▸ **Tasks for this exercise**
1 – Write out the passage of the commentary on confirmation bias from "Friday, April 10, 2026" up to and including "and selective memory.".
2 – According to the commentary on confirmation bias, which war was left out of the ceasefire between the U.S. and Iran?
3 – Proceed with the commentary on confirmation bias, picking up after its last sentence.

▸ **Given passage**
-- BEGIN --

Friday, April 10, 2026

The Left, the Media, and Confirmation Bias

Kushner, Vance, and Witkoff - US negotiators sent to negotiate with Iran (ABC)
It’s breathtaking to watch the spin from the left (in both the U.S. and Israel), and even from some on the right, on the war with Iran. What passes for analysis is, in reality, a textbook case of confirmation bias.

The prevailing narrative is familiar: a U.S. war with Iran could only make things worse. The mainstream media - their cheering section - reinforces this view with selectively curated “evidence,” filtered through selective attention, selective interpretation, and selective memory.

Consider the ceasefire between the U.S. and Iran. It did not include Israel’s war with Hezbollah. A distinction largely ignored by media pundits. Hezbollah is routinely described as a “militia,” a term that subtly legitimizes it, implying a weaker force merely fighting back against a regional superpower. Missing from that framing is that Hezbollah actually is a heavily armed Iranian proxy committed to Israel’s destruction.

-- END --

▸ **Data lines**
-- BEGIN --

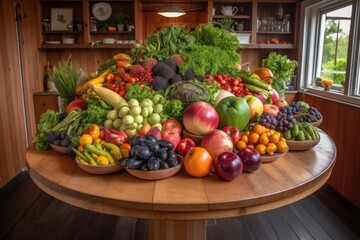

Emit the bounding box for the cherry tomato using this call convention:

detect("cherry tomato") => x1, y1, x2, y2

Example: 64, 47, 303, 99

-- END --

▸ **Responses in order**
1 –
Friday, April 10, 2026

The Left, the Media, and Confirmation Bias

Kushner, Vance, and Witkoff - US negotiators sent to negotiate with Iran (ABC)
It’s breathtaking to watch the spin from the left (in both the U.S. and Israel), and even from some on the right, on the war with Iran. What passes for analysis is, in reality, a textbook case of confirmation bias.

The prevailing narrative is familiar: a U.S. war with Iran could only make things worse. The mainstream media - their cheering section - reinforces this view with selectively curated “evidence,” filtered through selective attention, selective interpretation, and selective memory.

2 – Israel's war with Hezbollah.

3 –
When rockets are fired into Israel and Israel responds, the narrative flips: Israel ‘escalates’, Iran ‘reacts’. The facts matter less than the storyline. And that storyline - sometimes implied, sometimes explicit - casts Israel as the aggressor, led by a prime minister driven by extremists in his governing coalition. Meanwhile, segments of Israel’s own left appear more focused on removing Netanyahu than confronting the very real threats posed by Iran and its proxies.

In this telling, Iran was never the problem. Its regional aggression, its proxy network, even the atrocities committed by those proxies are downplayed or ignored. So too is the regime’s brutal repression of its own people. These inconvenient facts simply don’t fit the narrative.

Instead, we are shown rising gas prices and economic strain. Real issues, to be sure. But presented as proof that the war was misguided from the start. The ceasefire becomes evidence of weakness. The war itself becomes ‘unnecessary’, its costs emphasized, its outcomes dismissed.

But that conclusion requires ignoring a great deal...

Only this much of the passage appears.